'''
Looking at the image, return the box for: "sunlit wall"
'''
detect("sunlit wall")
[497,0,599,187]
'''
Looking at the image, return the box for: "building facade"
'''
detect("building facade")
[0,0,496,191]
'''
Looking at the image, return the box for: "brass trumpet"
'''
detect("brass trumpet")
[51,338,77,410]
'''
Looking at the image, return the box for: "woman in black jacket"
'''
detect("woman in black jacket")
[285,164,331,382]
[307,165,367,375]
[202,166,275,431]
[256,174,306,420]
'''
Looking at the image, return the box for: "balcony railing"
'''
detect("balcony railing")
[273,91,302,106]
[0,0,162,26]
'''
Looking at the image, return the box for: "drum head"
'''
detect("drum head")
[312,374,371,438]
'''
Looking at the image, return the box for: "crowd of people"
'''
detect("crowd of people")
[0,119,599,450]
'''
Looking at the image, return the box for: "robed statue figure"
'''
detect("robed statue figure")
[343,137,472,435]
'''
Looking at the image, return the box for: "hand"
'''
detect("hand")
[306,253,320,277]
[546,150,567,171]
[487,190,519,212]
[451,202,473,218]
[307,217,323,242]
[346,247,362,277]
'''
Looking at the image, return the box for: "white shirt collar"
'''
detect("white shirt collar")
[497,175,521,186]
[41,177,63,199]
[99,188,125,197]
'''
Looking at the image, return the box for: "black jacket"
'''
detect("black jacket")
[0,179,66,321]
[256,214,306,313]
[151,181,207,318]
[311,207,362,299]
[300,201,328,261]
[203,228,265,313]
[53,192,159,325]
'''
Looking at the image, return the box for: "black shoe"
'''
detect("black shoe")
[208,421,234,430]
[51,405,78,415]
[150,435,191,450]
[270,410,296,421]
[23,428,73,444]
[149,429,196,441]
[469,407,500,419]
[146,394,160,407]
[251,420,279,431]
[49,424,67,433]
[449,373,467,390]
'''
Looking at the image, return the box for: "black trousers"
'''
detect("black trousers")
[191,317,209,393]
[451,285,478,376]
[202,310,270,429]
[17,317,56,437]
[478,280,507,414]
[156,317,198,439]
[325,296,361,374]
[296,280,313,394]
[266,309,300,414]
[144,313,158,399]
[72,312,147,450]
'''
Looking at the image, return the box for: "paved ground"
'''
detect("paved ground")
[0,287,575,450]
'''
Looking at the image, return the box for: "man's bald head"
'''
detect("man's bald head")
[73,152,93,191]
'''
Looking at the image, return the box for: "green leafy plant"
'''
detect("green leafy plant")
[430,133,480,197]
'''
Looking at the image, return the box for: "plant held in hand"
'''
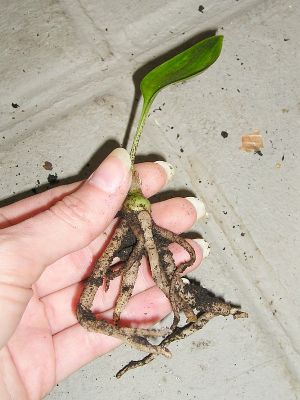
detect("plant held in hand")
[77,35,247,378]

* * *

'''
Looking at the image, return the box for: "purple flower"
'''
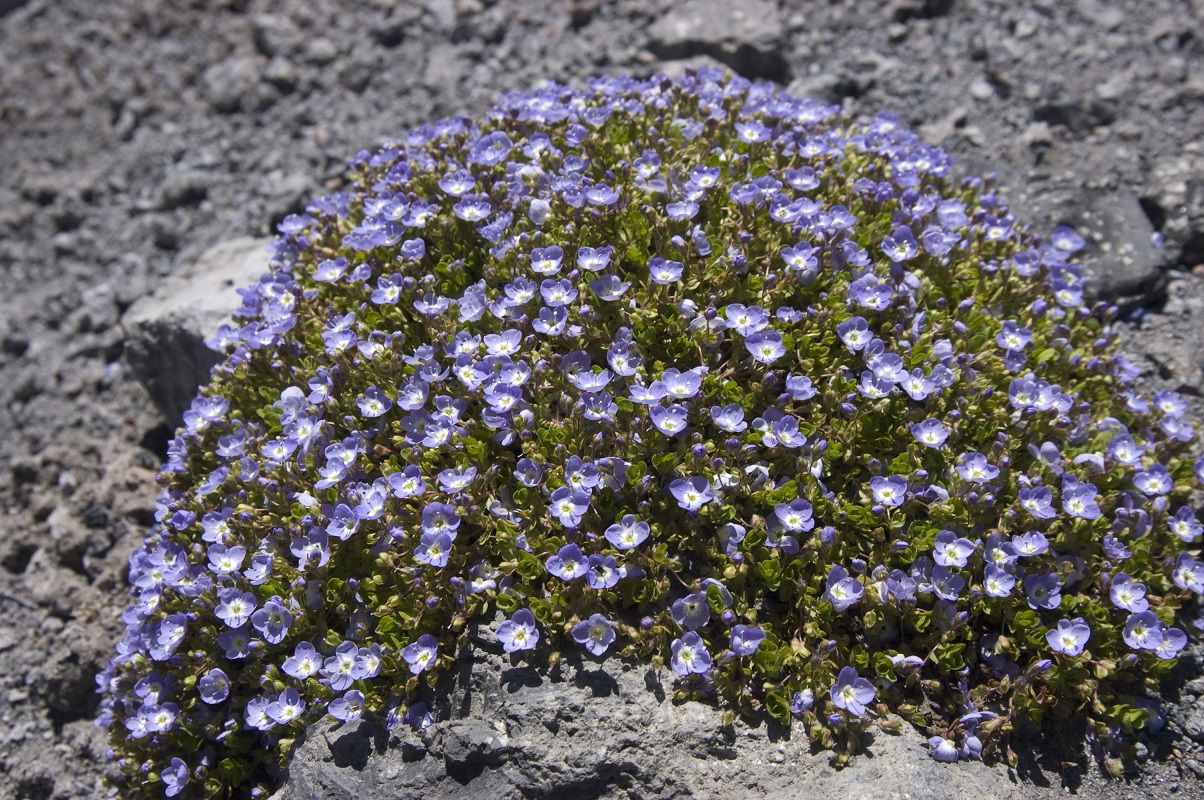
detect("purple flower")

• **What is needed**
Which lines of the records hold the string "flower"? Copy each one.

• **Answer section**
Looking at the image, return the box for: "purple flower"
detect("purple flower")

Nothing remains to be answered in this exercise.